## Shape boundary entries
━━━━━━━━

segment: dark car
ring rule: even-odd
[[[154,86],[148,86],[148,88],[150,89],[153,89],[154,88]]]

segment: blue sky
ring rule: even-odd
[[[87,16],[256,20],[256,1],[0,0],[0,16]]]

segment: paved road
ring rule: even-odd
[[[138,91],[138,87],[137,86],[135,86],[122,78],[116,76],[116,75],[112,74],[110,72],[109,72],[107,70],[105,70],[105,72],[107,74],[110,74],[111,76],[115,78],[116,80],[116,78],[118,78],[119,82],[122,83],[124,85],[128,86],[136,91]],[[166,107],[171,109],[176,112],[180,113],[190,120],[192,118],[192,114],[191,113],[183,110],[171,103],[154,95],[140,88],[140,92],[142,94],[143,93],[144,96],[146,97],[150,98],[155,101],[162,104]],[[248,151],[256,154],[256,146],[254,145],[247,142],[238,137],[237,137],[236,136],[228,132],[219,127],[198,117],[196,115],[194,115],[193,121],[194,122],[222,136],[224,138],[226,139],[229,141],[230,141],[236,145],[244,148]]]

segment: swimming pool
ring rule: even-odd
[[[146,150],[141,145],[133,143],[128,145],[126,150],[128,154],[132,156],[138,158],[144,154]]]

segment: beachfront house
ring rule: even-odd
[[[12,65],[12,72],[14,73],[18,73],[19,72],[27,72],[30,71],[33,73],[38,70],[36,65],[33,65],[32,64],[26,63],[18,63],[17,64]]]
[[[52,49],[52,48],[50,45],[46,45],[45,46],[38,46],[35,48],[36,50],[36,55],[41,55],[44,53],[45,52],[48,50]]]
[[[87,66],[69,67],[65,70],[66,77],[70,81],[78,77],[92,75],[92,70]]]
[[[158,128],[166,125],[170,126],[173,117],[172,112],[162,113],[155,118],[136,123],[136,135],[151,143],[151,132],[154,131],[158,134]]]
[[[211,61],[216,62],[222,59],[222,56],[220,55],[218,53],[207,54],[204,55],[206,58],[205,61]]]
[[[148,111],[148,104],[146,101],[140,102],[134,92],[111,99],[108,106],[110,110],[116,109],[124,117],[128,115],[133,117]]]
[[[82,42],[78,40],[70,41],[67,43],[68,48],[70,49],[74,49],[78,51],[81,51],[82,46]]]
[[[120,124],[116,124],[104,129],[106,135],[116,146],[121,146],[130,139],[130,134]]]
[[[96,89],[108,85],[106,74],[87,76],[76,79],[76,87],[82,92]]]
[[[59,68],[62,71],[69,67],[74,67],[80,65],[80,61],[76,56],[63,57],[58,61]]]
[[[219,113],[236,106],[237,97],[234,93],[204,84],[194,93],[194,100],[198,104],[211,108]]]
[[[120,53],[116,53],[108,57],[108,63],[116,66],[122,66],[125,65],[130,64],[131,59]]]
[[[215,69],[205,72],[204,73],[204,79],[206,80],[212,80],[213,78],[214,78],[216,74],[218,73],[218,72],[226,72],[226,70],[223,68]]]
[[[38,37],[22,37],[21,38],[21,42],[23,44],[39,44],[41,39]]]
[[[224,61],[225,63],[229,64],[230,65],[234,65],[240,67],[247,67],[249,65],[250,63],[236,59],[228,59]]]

━━━━━━━━

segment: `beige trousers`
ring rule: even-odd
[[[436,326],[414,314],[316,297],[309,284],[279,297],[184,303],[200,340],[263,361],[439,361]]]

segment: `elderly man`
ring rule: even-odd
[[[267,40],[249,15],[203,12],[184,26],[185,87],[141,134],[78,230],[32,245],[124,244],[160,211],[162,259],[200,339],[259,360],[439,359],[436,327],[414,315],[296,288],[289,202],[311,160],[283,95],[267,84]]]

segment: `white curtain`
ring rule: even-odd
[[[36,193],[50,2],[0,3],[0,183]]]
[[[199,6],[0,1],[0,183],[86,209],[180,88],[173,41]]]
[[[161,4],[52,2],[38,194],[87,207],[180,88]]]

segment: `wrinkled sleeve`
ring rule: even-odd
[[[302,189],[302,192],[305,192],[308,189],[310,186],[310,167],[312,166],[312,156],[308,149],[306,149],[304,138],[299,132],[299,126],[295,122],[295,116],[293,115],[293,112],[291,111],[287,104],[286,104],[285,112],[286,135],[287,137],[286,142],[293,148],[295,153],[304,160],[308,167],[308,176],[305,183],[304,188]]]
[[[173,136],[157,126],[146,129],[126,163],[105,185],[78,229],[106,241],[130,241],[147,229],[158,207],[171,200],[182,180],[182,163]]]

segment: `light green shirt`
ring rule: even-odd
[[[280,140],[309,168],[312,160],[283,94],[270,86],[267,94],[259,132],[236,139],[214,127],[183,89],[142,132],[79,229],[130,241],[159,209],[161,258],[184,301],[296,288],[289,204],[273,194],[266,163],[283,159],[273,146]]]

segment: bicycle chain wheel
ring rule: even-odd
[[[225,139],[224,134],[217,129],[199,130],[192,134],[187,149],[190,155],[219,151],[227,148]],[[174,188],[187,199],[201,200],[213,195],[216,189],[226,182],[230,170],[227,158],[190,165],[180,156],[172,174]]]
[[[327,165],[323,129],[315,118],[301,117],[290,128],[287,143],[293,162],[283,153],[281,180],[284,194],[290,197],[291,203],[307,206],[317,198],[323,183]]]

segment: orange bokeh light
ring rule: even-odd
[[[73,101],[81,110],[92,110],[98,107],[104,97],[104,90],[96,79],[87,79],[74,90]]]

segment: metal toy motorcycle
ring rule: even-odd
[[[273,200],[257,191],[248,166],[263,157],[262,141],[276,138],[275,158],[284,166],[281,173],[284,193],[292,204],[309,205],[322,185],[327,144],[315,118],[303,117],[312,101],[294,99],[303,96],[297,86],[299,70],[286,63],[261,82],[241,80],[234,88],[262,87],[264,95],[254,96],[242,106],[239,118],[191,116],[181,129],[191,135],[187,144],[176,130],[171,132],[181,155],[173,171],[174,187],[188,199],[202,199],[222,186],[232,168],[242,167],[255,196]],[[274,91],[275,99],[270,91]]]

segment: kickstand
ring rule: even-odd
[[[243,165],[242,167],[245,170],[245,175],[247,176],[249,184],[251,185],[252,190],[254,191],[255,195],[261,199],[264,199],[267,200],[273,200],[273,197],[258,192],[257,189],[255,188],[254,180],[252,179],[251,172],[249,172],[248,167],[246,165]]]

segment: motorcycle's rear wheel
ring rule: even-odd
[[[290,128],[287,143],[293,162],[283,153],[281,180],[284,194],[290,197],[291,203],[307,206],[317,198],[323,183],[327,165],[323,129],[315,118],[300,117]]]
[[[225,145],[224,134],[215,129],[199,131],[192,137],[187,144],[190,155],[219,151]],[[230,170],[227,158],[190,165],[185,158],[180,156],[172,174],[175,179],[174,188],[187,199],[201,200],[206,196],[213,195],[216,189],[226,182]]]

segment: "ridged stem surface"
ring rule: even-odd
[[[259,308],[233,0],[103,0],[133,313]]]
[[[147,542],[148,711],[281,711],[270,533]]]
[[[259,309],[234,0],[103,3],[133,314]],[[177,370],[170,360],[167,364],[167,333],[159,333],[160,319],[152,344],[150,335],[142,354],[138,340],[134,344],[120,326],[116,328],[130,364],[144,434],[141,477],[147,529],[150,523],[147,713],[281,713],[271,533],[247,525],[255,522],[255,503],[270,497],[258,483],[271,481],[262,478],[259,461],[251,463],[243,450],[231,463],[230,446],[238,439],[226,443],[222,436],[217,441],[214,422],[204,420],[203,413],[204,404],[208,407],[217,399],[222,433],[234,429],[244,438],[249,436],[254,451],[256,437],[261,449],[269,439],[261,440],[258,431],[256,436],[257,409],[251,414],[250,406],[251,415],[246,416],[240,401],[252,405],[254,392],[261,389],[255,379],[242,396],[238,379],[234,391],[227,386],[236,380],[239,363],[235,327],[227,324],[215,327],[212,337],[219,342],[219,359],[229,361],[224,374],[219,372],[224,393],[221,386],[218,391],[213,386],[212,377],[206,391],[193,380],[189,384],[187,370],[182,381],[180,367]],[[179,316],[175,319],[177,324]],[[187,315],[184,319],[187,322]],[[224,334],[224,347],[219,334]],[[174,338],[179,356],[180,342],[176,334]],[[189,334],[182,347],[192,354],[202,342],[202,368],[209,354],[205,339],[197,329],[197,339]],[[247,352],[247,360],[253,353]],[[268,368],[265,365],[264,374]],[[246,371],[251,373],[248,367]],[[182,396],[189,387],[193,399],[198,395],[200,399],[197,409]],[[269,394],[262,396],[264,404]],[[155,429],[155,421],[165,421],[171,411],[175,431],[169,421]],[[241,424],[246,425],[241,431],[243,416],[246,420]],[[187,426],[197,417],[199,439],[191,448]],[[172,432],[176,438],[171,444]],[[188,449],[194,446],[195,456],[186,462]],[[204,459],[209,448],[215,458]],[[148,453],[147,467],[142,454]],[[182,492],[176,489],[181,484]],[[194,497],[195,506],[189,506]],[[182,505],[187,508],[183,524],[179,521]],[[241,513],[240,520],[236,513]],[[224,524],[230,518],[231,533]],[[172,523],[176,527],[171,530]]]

━━━━━━━━

Gather each line of the records above that contains the word "light".

## Response to the exercise
segment: `light green shirt`
segment: orange bokeh light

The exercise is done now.